> [What you are asked to do]:
Please repeat all of the lines that follow, exactly as written.

-- BEGIN --

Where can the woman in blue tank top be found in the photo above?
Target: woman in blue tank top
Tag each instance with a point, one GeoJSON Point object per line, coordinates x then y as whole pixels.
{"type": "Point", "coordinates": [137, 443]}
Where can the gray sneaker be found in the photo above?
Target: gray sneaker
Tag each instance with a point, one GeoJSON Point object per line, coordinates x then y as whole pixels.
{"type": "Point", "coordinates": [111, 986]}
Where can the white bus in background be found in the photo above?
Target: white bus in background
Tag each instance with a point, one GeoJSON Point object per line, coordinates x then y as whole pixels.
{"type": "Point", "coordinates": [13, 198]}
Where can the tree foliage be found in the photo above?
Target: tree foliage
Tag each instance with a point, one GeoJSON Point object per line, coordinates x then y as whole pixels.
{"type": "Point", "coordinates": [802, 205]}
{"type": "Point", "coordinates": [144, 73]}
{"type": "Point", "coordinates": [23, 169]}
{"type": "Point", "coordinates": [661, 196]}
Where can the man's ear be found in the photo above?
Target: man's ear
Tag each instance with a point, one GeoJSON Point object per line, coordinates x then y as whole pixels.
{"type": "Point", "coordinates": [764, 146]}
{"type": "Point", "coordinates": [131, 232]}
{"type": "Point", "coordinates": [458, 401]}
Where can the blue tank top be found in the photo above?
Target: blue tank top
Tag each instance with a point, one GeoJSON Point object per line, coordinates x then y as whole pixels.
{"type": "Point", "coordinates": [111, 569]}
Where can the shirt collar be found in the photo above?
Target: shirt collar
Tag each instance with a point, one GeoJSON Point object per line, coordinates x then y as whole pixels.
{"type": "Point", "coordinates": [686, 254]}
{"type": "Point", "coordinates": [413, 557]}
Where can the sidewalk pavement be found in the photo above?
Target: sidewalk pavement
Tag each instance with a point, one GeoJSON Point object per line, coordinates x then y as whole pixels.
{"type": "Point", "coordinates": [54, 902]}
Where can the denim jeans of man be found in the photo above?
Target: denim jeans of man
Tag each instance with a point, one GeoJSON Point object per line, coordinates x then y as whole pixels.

-- END --

> [Correct answer]:
Where can the woman in blue tank top be found in the photo above?
Target: woman in blue tank top
Tag each instance with a point, one GeoJSON Point object per line, coordinates x then y as whole pixels.
{"type": "Point", "coordinates": [137, 443]}
Where can the gray sneaker be found in the photo above?
Target: gray sneaker
Tag each instance with a point, one GeoJSON Point object per line, coordinates x then y as whole pixels.
{"type": "Point", "coordinates": [111, 986]}
Where can the white bus in background be found in the photo above?
Target: white bus in background
Tag each instance with a point, one GeoJSON Point object per line, coordinates x then y as whole pixels.
{"type": "Point", "coordinates": [13, 198]}
Where can the tree foliage be found in the photo above?
Target: tree foliage
Tag each instance with a point, one GeoJSON Point object per line, coordinates x then y as whole pixels.
{"type": "Point", "coordinates": [802, 205]}
{"type": "Point", "coordinates": [144, 73]}
{"type": "Point", "coordinates": [23, 169]}
{"type": "Point", "coordinates": [661, 196]}
Where can the man's ear be found in the photo above?
Target: man's ear
Tag each instance with a point, one GeoJSON Point object per line, coordinates x then y as whole pixels.
{"type": "Point", "coordinates": [764, 146]}
{"type": "Point", "coordinates": [131, 232]}
{"type": "Point", "coordinates": [458, 401]}
Where can the blue tank top be found in the photo above?
Target: blue tank top
Tag each instance with a point, one GeoJSON Point object per line, coordinates x then y as whole pixels.
{"type": "Point", "coordinates": [111, 569]}
Where can the shirt collar be found in the photo above?
Target: shirt collar
Tag each instance with a point, one GeoJSON Point object per line, coordinates x then y as whole pixels.
{"type": "Point", "coordinates": [686, 254]}
{"type": "Point", "coordinates": [413, 557]}
Where can the sidewalk pavement be found in the photo above?
Target: sidewalk pavement
Tag each instance with a point, one GeoJSON Point object per line, coordinates x then y as whole pixels.
{"type": "Point", "coordinates": [54, 902]}
Where can the denim jeans of man be found in the photo above?
Target: denim jeans of man
Tag each instance with a point, one GeoJSON Point object per line, coordinates x then y as whole pixels.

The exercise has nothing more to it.